_Task to carry out_. Can you reproduce the records from the line with "gray skirt | locate" to the line with "top-left (605, 691), bottom-right (890, 883)", swapping "gray skirt" for "charcoal skirt" and leaving every other character unchanged?

_Data_.
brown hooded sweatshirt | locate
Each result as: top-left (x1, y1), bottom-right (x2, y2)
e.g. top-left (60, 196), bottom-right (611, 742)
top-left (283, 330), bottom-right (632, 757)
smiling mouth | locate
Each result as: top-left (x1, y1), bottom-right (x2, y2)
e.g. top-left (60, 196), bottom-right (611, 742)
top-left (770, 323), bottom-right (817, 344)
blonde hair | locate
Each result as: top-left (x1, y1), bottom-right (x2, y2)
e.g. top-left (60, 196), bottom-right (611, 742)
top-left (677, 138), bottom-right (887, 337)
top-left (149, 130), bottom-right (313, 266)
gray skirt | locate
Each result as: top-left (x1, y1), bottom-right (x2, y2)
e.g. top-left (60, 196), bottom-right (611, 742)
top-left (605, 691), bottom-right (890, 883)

* * *

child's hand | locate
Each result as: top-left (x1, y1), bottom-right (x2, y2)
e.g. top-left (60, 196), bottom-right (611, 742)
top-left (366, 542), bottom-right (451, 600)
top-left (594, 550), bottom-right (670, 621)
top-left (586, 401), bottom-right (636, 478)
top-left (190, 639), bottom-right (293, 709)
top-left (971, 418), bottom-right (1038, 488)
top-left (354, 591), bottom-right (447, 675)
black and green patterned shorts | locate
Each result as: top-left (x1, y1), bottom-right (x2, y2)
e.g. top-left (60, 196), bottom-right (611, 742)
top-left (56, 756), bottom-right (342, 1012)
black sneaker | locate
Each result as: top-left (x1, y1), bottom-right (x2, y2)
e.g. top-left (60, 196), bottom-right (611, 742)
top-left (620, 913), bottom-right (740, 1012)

_Written answer_.
charcoal skirt | locate
Each result as: top-left (x1, y1), bottom-right (x2, y2)
e.g. top-left (60, 196), bottom-right (611, 742)
top-left (605, 691), bottom-right (890, 883)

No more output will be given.